Requirement: Pull out every line of the material below that contains the word "rough", copying each line in full. Case counts.

Exercise data:

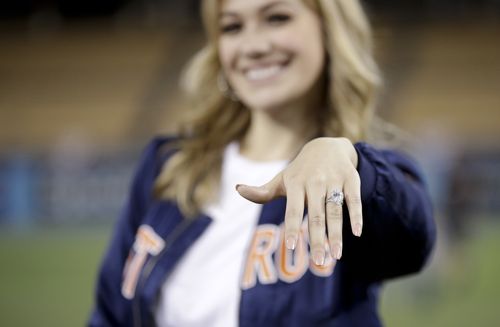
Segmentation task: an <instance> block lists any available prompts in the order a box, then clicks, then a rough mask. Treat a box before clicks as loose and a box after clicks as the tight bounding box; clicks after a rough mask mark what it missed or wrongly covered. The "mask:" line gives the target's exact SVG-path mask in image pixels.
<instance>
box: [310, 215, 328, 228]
mask: <svg viewBox="0 0 500 327" xmlns="http://www.w3.org/2000/svg"><path fill="white" fill-rule="evenodd" d="M309 224H311V226H313V227H322V226H324V224H325V220H324V219H323V217H321V216H319V215H314V216H311V217H309Z"/></svg>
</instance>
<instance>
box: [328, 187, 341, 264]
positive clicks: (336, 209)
mask: <svg viewBox="0 0 500 327" xmlns="http://www.w3.org/2000/svg"><path fill="white" fill-rule="evenodd" d="M343 202H344V193H343V192H342V188H341V187H334V188H332V189H331V190H329V191H328V194H327V198H326V204H325V207H326V225H327V228H328V241H329V243H330V250H331V253H332V257H333V258H334V259H337V260H339V259H340V257H341V256H342V204H343Z"/></svg>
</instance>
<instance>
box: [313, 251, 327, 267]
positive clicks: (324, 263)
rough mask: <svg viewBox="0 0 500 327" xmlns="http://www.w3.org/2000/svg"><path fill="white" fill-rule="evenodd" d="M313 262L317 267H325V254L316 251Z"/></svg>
mask: <svg viewBox="0 0 500 327" xmlns="http://www.w3.org/2000/svg"><path fill="white" fill-rule="evenodd" d="M313 261H314V263H315V264H316V266H323V265H324V264H325V252H324V251H321V250H316V251H314V253H313Z"/></svg>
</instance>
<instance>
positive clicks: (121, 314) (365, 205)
mask: <svg viewBox="0 0 500 327" xmlns="http://www.w3.org/2000/svg"><path fill="white" fill-rule="evenodd" d="M203 18H204V24H205V27H206V30H207V33H208V44H207V46H206V47H205V48H204V49H202V51H200V52H199V53H198V54H197V55H196V56H195V58H194V59H193V61H192V62H191V64H190V67H189V69H188V71H187V73H186V76H185V80H184V81H185V86H186V88H187V89H188V91H190V94H191V96H192V98H193V107H194V108H195V109H196V110H197V112H198V115H197V116H196V117H193V118H192V119H191V120H190V122H189V124H188V129H187V132H186V133H183V134H182V135H181V136H180V137H177V138H170V139H169V138H164V139H156V140H154V141H153V142H152V143H151V144H150V145H149V147H148V148H147V150H146V151H145V154H144V157H143V160H142V163H141V165H140V166H139V168H138V171H137V174H136V176H135V179H134V183H133V186H132V190H131V194H130V198H129V201H128V205H127V208H126V210H125V212H124V214H123V216H122V218H121V220H120V222H119V223H118V225H117V227H116V230H115V235H114V238H113V241H112V243H111V246H110V249H109V250H108V254H107V256H106V257H105V259H104V262H103V265H102V268H101V272H100V276H99V280H98V286H97V287H98V288H97V302H96V307H95V310H94V313H93V315H92V317H91V320H90V325H91V326H108V325H113V326H129V325H134V326H148V325H159V326H237V325H239V326H285V325H286V326H379V325H380V320H379V318H378V315H377V308H376V307H377V293H378V289H379V286H380V283H381V282H382V281H383V280H385V279H388V278H391V277H395V276H400V275H403V274H408V273H412V272H416V271H418V270H419V269H421V268H422V266H423V265H424V263H425V261H426V258H427V257H428V255H429V252H430V250H431V248H432V246H433V243H434V239H435V232H434V223H433V219H432V212H431V205H430V202H429V200H428V196H427V193H426V191H425V190H424V188H423V185H422V184H423V182H422V179H421V177H420V175H419V174H418V172H417V169H416V168H415V165H414V164H413V163H412V162H411V161H410V160H409V159H407V158H406V157H404V156H402V155H401V154H399V153H397V152H395V151H390V150H377V149H375V148H374V147H372V146H370V145H368V144H367V143H364V142H361V141H362V140H365V139H367V138H368V137H370V134H369V126H370V125H371V117H372V112H373V107H374V102H375V97H376V93H377V89H378V86H379V84H380V78H379V75H378V72H377V67H376V65H375V63H374V62H373V60H372V56H371V51H370V48H371V44H370V43H371V42H370V35H369V34H370V33H369V25H368V23H367V21H366V18H365V16H364V14H363V12H362V9H361V8H360V5H359V3H358V1H353V0H253V1H247V0H222V1H217V0H205V1H203ZM237 184H238V185H237ZM236 185H237V186H236ZM256 185H263V186H260V187H259V186H256ZM235 186H236V190H235ZM153 190H154V193H155V195H154V196H153V195H152V193H153V192H152V191H153ZM236 191H237V192H236ZM238 193H239V194H238ZM240 195H241V196H240ZM344 197H345V200H346V201H345V202H346V203H345V206H344ZM304 213H306V214H305V215H304Z"/></svg>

Answer space:
Segmentation task: an <instance> block lists any available prompts in the order a box, then clicks, then a rough mask. Treat a box before clicks as loose and a box after clicks as the tight bounding box; clicks after a rough mask mark what it missed or wrongly covered. The "mask:" line gives the target's exact SVG-path mask in image pixels.
rough mask: <svg viewBox="0 0 500 327" xmlns="http://www.w3.org/2000/svg"><path fill="white" fill-rule="evenodd" d="M313 262L317 267H325V254L316 251Z"/></svg>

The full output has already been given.